DIRECTION: Convert the listing below into a Markdown table with two columns, No. and Text, giving each non-blank line its own numbered row and omitting blank lines.

THE RECORDS:
|---|

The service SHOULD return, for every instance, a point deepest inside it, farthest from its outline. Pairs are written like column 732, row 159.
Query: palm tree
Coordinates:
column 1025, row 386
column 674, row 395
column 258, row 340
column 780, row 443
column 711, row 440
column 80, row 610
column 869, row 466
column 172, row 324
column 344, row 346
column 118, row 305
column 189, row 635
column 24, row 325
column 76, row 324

|---|

ANSWER:
| No. | Text |
|---|---|
| 1 | The service SHOULD return, for every instance, a point deepest inside it, farthest from its outline. Pairs are written like column 732, row 159. |
| 2 | Query: palm tree |
| 3 | Coordinates: |
| 4 | column 1025, row 386 |
| 5 | column 674, row 395 |
| 6 | column 258, row 340 |
| 7 | column 780, row 443 |
| 8 | column 711, row 440 |
| 9 | column 80, row 610 |
| 10 | column 869, row 466 |
| 11 | column 172, row 324 |
| 12 | column 344, row 346 |
| 13 | column 118, row 305 |
| 14 | column 189, row 635 |
| 15 | column 24, row 325 |
| 16 | column 76, row 324 |